Hedeflerden biri şeker hastalığının nedeni olan hormonları bulup bunları ameliyatla etkisiz hale getirmek. Uzun dönemde ameliyat yerine aynı işlevin ilaçla yapılması düşünülüyor. Ancak araştırmacılar insanlarda denenemeyecek türde bir şey yapacak: Beyin ve pankreaslarını inceleyebilmek için maymunlardan bazıları öldürülecek. Oregon Sağlık ve Bilim Üniversitesi’ne bağlı olan maymun merkezinde 4 binin üzerinde maymun bulunuyor. Çoğu, kuyruklu bir maymun türü olan makak maymunu. Makakların yaklaşık 150 tanesi şişman. Bazılarına şeker hastalığına karşı günlük ensülin işısı yapılıyor.
Bazılarının da damarları tıkalı. Bir tanesi birkaç yıl önce genç sayılabilecek bir yaşta kalp krizinden hayatını kaybetmiş. Maymunların günlük diyetleri kuru mama içeriyor. Grove, tipik bir Amerikan diyetinde olduğu gibi alınan kalorilerin üçte birinin yağ olduğunu söylüyor. Diyette aynı zamanda yeterli miktarda protein ve besin de bulunuyor. Maymunlar istedikleri kadar kuru mama yiyebiliyor. Fıstık ezmesi, patlamış mısır ve fıstık da veriliyor. Aynı zamanda günde yaklaşık bir kutu gazlı içeceğe denk gelecek miktarda früktoz içeren meyve kokteyli veriliyor. Normal kilodaki bir maymunun iki katı kalori tüketebiliyorlar.
Araştırmacılar yüksek früktozlu içeceklerin obezite ve şeker hastalığının gelişimini hızlandırdığını söylüyor. Yine de maymunların yaklaşık yüzde 40′ı çok fazla kilo almıyor. Güney Florida Üniversitesi’nden Barbara C. Hansen’e göre önemli olan şey yüksek yağ oranı değil kalori. “İnsanların ve maymunların yüksek yağ içeren diyetten dolayı şişmanladığını iddia etmek pek doğru değil” diye konuşuyor.
Hansen, 32 kilo ağırlığındaki bir makak maymununun Amerikan Sağlık Derneği’nin tavsiye ettiği diyetten başka hiçbir yemediğini söylüyor. Normal bir makak maymunu yaklaşık 10 kilo geliyor. Rinat Neuroscience adlı şirketin kemirgenlerde iştahı azaltan deneysel bir ilacı bulunuyor. Ancak Texas’ta yapılan bir deneyde bu ilacı alan obez Habeş maymunlarının tükettikleri besin miktarı 2 hatta 3′e katlandı. Bazı firmalar obezite ve şeker hastalığıyla mücadele için maymunların kullanılmasına gerek duymuyor. İnsanlar üzerinde yürütülen çalışmaların en az maymunlardaki kadar kolay olduğunu söylüyorlar.
*****
Kaynak metne göre normal bir makak maymunu kaç kilo gelir?

■ **Verilen bilgiler**:
*****
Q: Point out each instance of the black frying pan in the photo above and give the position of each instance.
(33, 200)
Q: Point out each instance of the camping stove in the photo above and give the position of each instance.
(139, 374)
*****
■ **Görev çıktısı**:
Yaklaşık 10 kilo.